### EXCERPTED PASSAGE
[amsat-bb] Re: AO-16 & FM receiver thoughts (was: AO-16 report from Copenhagen)

Greg D. ko6th_greg at hotmail.com
Sat Jan 26 10:44:27 PST 2008


The other thing you can do to lower your deviation is to lower your mike gain, or just not talk so loud.  

Greg  KO6TH


----------------------------------------
> From: nate at natetech.com
> To: amsat-bb at amsat.org
> Date: Sat, 26 Jan 2008 03:06:20 -0700
> CC: K3IO at verizon.net
> Subject: [amsat-bb] AO-16 & FM receiver thoughts (was: AO-16 report from	Copenhagen)
> 
> 
> On Jan 23, 2008, at 11:14 PM, Tom Clark, K3IO wrote:
> 
>> The receiver has a 15 kHz wide crystal filter with sharp skirts. So if
>> your NBFM xmtr is set with a ±5 kHz deviation, you may well find your
>> signal hitting the filter "walls". You may get better performance if  
>> you
>> crank the deviation back a bit.
> 
> Lots of folks who haven't worked on FM repeaters (or repeater  
> coordination) don't realize that a 5 KHz deviation signal actually  
> occupies 16 KHz, Tom.  This is a great reminder, and knowing there's a  
> sharp-skirted 15 KHz filter is great info for folks trying.
> 
> (Sadly, lots of repeater users don't know the difference between  
> "deviation" and "modulation" these days, either -- but that's a whole  
> different rant...)

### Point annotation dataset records
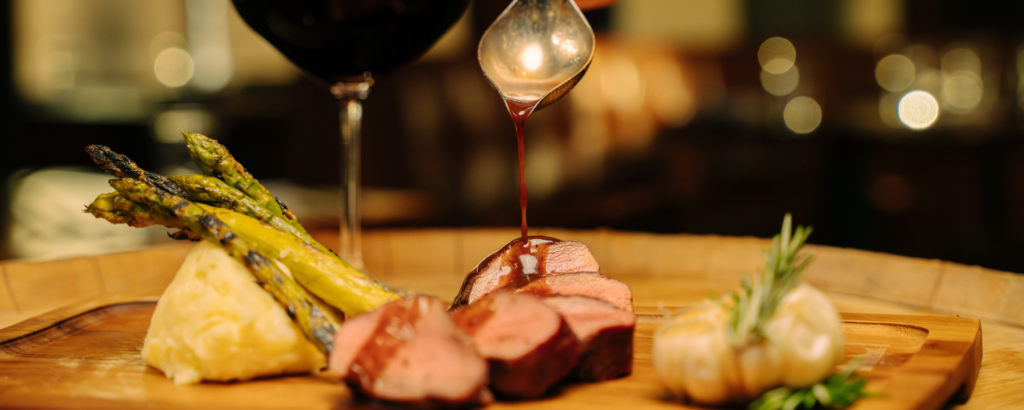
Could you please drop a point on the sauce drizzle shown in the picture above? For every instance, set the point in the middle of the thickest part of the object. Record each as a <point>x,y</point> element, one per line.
<point>520,110</point>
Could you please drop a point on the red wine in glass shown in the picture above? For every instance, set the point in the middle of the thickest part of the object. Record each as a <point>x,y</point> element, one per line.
<point>346,45</point>
<point>339,41</point>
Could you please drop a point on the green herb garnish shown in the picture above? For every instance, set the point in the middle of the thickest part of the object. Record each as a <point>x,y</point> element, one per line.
<point>751,309</point>
<point>839,391</point>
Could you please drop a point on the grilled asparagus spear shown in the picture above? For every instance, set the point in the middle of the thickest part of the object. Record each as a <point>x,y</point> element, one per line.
<point>118,209</point>
<point>316,319</point>
<point>214,192</point>
<point>324,275</point>
<point>214,160</point>
<point>120,165</point>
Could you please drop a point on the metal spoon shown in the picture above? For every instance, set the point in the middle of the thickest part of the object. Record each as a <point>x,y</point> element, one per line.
<point>537,50</point>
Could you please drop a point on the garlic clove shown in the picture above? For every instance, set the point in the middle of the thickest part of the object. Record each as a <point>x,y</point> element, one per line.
<point>810,335</point>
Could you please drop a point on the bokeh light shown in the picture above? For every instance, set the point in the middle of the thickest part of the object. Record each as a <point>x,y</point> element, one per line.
<point>776,55</point>
<point>780,84</point>
<point>895,73</point>
<point>962,91</point>
<point>919,110</point>
<point>173,67</point>
<point>802,115</point>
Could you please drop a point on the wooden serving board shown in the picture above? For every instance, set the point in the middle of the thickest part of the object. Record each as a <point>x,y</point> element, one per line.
<point>87,356</point>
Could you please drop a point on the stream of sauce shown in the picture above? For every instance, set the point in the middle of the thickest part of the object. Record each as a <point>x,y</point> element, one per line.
<point>520,110</point>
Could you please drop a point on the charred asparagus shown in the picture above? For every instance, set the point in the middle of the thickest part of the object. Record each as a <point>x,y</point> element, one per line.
<point>324,275</point>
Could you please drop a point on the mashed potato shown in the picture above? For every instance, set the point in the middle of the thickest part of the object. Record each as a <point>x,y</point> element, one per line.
<point>215,323</point>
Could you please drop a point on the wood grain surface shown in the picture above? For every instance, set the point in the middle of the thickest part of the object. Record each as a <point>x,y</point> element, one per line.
<point>663,270</point>
<point>88,356</point>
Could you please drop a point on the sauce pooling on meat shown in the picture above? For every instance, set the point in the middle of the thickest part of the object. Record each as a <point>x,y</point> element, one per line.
<point>521,262</point>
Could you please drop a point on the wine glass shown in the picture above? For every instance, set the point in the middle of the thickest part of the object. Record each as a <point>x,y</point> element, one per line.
<point>346,46</point>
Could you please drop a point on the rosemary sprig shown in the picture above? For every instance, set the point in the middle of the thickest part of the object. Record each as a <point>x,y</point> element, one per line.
<point>751,309</point>
<point>839,391</point>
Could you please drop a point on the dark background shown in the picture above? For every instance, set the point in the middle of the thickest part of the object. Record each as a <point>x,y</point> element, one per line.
<point>953,193</point>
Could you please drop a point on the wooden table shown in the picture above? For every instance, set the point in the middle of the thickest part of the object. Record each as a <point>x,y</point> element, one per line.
<point>663,270</point>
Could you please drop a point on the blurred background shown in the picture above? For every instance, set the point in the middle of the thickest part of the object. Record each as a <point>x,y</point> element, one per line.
<point>889,125</point>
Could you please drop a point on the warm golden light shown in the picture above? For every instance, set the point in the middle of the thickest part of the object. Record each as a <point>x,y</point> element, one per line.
<point>670,96</point>
<point>622,84</point>
<point>780,84</point>
<point>173,67</point>
<point>531,57</point>
<point>962,91</point>
<point>919,110</point>
<point>895,73</point>
<point>802,115</point>
<point>776,55</point>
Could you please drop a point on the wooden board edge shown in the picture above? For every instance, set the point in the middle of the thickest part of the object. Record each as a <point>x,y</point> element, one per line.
<point>42,322</point>
<point>962,336</point>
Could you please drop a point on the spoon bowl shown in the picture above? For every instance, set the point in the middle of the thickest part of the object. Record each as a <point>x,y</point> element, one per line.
<point>537,50</point>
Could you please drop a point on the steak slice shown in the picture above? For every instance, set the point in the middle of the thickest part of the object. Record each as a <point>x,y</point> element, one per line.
<point>605,333</point>
<point>528,346</point>
<point>583,284</point>
<point>514,265</point>
<point>410,351</point>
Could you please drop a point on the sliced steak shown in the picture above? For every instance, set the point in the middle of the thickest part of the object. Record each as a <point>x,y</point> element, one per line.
<point>604,332</point>
<point>583,284</point>
<point>515,264</point>
<point>528,346</point>
<point>410,351</point>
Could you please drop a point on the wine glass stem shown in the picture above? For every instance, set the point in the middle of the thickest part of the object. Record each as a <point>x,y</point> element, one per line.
<point>350,247</point>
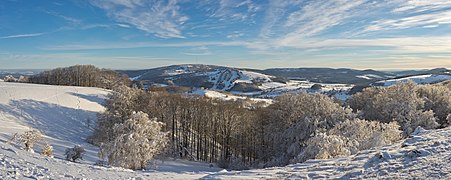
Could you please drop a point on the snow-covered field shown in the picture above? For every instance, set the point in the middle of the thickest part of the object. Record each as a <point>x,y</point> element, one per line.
<point>66,114</point>
<point>420,79</point>
<point>425,155</point>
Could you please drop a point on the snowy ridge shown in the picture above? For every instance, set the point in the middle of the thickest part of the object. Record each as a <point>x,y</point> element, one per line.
<point>66,116</point>
<point>370,76</point>
<point>425,155</point>
<point>226,79</point>
<point>420,79</point>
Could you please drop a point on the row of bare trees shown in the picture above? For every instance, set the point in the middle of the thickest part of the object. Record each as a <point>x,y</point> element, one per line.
<point>80,75</point>
<point>294,128</point>
<point>200,129</point>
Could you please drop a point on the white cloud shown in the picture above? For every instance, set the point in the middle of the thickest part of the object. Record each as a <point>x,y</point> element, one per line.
<point>21,35</point>
<point>420,5</point>
<point>317,17</point>
<point>161,18</point>
<point>424,20</point>
<point>240,10</point>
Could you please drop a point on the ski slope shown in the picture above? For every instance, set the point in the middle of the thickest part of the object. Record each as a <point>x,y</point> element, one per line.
<point>420,79</point>
<point>62,114</point>
<point>425,155</point>
<point>66,116</point>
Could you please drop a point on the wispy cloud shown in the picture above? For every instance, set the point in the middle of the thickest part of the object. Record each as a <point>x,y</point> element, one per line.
<point>21,35</point>
<point>235,9</point>
<point>423,20</point>
<point>317,17</point>
<point>161,18</point>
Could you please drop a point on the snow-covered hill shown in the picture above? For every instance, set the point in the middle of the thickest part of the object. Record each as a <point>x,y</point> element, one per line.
<point>424,155</point>
<point>420,79</point>
<point>66,116</point>
<point>62,114</point>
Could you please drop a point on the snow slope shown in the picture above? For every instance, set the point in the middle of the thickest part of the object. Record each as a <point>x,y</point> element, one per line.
<point>420,79</point>
<point>425,155</point>
<point>61,113</point>
<point>225,79</point>
<point>65,115</point>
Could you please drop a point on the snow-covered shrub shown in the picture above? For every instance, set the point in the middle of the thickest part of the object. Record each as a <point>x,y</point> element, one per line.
<point>29,138</point>
<point>9,78</point>
<point>75,153</point>
<point>138,140</point>
<point>119,107</point>
<point>294,118</point>
<point>438,99</point>
<point>23,79</point>
<point>47,150</point>
<point>348,138</point>
<point>400,103</point>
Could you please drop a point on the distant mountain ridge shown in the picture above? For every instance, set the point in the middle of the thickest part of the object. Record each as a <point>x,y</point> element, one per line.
<point>268,82</point>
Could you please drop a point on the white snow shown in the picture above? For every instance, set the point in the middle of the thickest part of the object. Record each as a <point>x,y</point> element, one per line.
<point>62,114</point>
<point>420,79</point>
<point>425,155</point>
<point>225,79</point>
<point>370,76</point>
<point>228,97</point>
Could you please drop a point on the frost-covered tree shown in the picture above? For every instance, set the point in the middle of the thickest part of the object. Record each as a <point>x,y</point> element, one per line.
<point>29,138</point>
<point>47,150</point>
<point>137,141</point>
<point>438,99</point>
<point>294,118</point>
<point>9,78</point>
<point>75,153</point>
<point>399,103</point>
<point>348,138</point>
<point>119,107</point>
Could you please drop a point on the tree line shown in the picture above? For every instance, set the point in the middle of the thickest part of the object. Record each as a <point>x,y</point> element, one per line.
<point>141,124</point>
<point>296,127</point>
<point>80,75</point>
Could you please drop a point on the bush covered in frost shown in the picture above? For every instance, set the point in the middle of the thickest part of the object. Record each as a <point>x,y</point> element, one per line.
<point>348,138</point>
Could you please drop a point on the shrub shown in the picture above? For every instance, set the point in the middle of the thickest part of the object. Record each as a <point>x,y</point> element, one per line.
<point>75,153</point>
<point>294,118</point>
<point>137,141</point>
<point>348,138</point>
<point>438,99</point>
<point>29,138</point>
<point>47,150</point>
<point>400,103</point>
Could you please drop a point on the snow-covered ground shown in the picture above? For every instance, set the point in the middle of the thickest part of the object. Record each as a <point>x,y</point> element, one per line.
<point>420,79</point>
<point>425,155</point>
<point>370,76</point>
<point>66,116</point>
<point>62,114</point>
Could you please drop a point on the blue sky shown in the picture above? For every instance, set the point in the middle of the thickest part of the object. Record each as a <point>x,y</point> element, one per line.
<point>137,34</point>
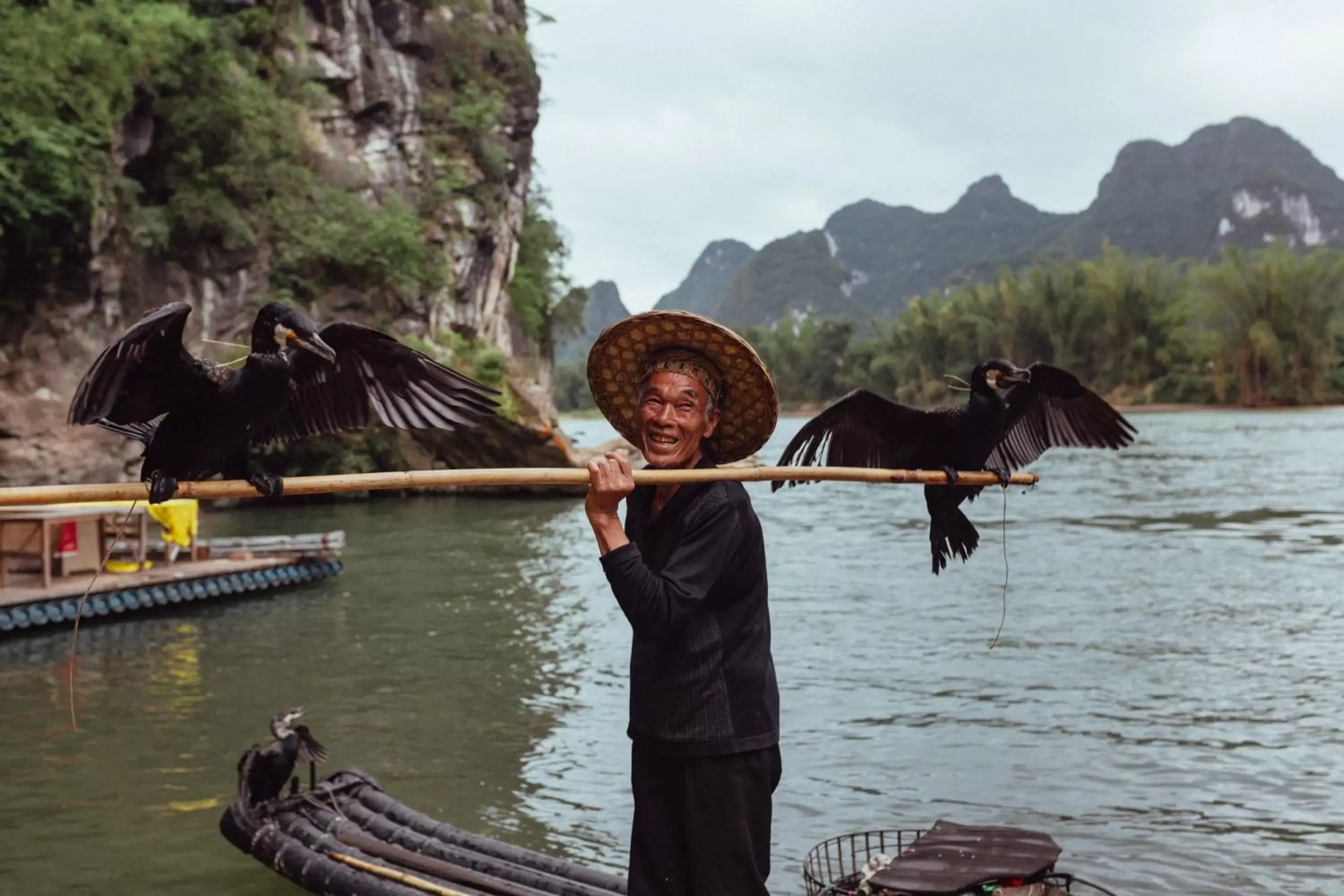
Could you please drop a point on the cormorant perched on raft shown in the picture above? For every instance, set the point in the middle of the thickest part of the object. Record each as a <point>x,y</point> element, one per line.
<point>263,771</point>
<point>998,429</point>
<point>198,418</point>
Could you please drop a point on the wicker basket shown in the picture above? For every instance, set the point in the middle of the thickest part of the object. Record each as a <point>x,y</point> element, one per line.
<point>835,867</point>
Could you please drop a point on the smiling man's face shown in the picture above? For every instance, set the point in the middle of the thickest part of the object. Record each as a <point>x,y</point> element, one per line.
<point>675,416</point>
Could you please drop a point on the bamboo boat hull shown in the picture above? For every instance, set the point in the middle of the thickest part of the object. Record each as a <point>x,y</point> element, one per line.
<point>181,585</point>
<point>349,813</point>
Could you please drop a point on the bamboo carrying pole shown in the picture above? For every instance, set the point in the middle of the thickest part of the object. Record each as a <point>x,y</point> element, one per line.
<point>488,476</point>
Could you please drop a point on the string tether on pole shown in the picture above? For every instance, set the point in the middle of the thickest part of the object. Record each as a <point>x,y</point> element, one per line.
<point>488,476</point>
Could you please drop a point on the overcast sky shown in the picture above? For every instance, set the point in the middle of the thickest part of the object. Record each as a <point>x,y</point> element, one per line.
<point>667,124</point>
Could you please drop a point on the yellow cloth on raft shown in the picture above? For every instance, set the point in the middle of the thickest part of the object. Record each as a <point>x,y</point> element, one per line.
<point>178,516</point>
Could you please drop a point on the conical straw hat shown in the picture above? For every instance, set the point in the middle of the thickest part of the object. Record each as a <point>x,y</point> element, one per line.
<point>749,405</point>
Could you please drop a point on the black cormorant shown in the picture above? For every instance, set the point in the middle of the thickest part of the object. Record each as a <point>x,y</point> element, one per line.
<point>263,771</point>
<point>198,418</point>
<point>1011,417</point>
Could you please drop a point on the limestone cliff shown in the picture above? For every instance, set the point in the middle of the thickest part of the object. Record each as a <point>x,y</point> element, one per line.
<point>394,112</point>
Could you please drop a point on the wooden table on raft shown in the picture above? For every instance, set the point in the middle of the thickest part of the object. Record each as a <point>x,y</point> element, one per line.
<point>414,480</point>
<point>42,519</point>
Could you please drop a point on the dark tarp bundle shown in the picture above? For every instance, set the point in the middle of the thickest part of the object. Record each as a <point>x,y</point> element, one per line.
<point>350,813</point>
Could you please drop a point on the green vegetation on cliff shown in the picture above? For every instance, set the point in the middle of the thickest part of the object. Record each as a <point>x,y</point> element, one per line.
<point>1261,328</point>
<point>186,135</point>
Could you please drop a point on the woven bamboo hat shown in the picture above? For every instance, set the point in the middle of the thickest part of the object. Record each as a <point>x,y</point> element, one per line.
<point>623,355</point>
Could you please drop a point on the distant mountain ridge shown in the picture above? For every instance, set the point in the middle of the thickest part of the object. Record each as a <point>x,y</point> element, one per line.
<point>707,281</point>
<point>604,307</point>
<point>1240,183</point>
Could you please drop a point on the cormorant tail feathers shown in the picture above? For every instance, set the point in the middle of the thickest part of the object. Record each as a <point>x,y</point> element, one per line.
<point>951,532</point>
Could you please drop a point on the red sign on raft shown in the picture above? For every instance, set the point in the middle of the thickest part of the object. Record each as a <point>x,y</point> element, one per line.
<point>69,539</point>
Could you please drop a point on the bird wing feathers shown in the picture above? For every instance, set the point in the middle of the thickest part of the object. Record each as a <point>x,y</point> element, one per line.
<point>406,389</point>
<point>1055,410</point>
<point>144,374</point>
<point>308,747</point>
<point>865,429</point>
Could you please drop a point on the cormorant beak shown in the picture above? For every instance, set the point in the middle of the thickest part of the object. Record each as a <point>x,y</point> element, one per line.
<point>314,345</point>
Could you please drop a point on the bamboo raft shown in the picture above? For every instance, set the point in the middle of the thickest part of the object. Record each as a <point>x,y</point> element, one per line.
<point>258,563</point>
<point>347,837</point>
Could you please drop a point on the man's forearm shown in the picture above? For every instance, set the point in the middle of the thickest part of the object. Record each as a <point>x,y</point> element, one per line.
<point>611,534</point>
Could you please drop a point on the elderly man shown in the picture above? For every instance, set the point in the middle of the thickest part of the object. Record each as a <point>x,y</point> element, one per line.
<point>689,571</point>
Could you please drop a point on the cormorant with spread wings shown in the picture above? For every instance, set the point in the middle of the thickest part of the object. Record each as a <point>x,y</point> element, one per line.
<point>1011,417</point>
<point>198,418</point>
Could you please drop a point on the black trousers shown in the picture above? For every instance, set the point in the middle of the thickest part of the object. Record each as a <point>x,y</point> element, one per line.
<point>702,824</point>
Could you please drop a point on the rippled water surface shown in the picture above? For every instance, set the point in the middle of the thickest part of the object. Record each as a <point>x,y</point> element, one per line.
<point>1166,698</point>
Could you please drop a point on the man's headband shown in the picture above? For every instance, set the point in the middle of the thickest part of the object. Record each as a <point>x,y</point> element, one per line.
<point>698,367</point>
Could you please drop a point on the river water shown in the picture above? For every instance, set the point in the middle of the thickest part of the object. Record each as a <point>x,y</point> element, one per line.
<point>1166,698</point>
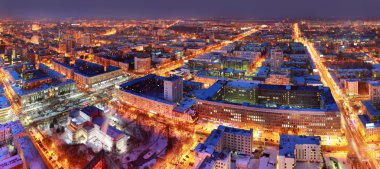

### WORK TO DO
**1)** Answer these questions from the AO-16 thread:
(a) How wide is the receiver's crystal filter?
(b) How much bandwidth does a 5 KHz deviation signal actually occupy?
(c) Apart from lowering the mike gain, what else does Greg suggest for reducing deviation?
**2)** Extend the AO-16 thread from the point where it stops.
The items stand apart from the AO-16 thread as separate material.

### EXPECTED ANSWERS
**1)**
(a) 15 kHz
(b) 16 KHz
(c) Not talking so loud

**2)**
> 
> This would also mean that if you're way off on correcting for doppler  
> on the uplink you could ram into the skirts of the filter too... on  
> modern rigs, go into those menus and set that FM step for as small a  
> number as it'll go, and play around folks... you might find that fine  
> tuning things a bit the correct direction for the doppler on the  
> uplink might help a bit too.
> 
> A little lower deviation and a little more tuning and fiddling as  
> needed with the uplink frequency, and voila!
> 
> Anyway this leads me to a thought, Tom -- for those who have modern FM  
> rigs that have so-called "narrowband" mode (usually max 2.5 KHz  
> deviation) would the satellite's FM receiver be fairly linear when fed  
> with low deviation levels?  I know it hurts on S/N ratio on the DSB  
> downlink, but would 2.5 KHz deviation yield 50% modulation of the DSB  
> transmitter, or is the FM receiver's audio output non-linear to some  
> extent (like most are) and 2.5 KHz deviation would really be down to  
> something like 30-40% modulated on the downlink?
> 
> It'd keep people from hitting the filter skirts as much, but if it  
> yields really low modulation levels of the DSB transmitter, it'd  
> probably hurt more than it would help.  What do you think from what  
> you know of the ol' girl's FM receiver audio setup?  Any thoughts?   
> Worth experimenting with the feature if folks rigs have that setting?
> 
> Neat stuff seeing the reports of those playing with the bird since she  
> came back to life, both the control stations folks who did their  
> magic, and now the end-users.  Cool to read along!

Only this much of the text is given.